Can you copy out the rows below, changing every "beige hijab" to "tan headscarf" and leaving everything else untouched?

[Entries from a pointing dataset]
------------------------------------------------------------

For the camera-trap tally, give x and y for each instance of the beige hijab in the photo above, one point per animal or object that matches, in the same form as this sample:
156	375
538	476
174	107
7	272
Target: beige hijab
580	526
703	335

------------------------------------------------------------

** SOLUTION **
For the camera-trap tally, give x and y for each instance of the tan headscarf in the photo above, one point per animal or object that matches, in the same form as this sample:
156	375
538	476
174	107
7	272
Target: tan headscarf
580	526
703	335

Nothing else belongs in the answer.